Study material below:
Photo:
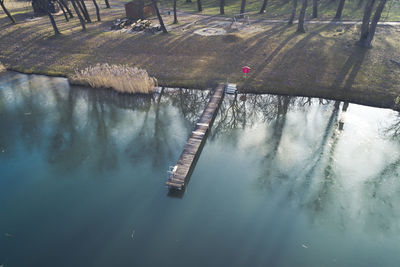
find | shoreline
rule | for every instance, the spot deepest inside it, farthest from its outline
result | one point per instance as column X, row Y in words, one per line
column 252, row 92
column 323, row 63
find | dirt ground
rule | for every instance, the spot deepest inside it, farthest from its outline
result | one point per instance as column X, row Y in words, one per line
column 324, row 62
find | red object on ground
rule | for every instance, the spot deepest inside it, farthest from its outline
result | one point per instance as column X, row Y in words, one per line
End of Study material.
Give back exactly the lines from the line containing "find | dirt ground" to the end of the entries, and no other lines.

Completed exercise
find | dirt ground
rule | for every instance, the spot deepest inside it, farthest from its outline
result | one point per instance as column X, row Y in words, one per line
column 324, row 62
find | red object on ground
rule | for every instance, the spot deepest inside it, farthest from its outline
result | one point per instance as column X, row Y in words, one per line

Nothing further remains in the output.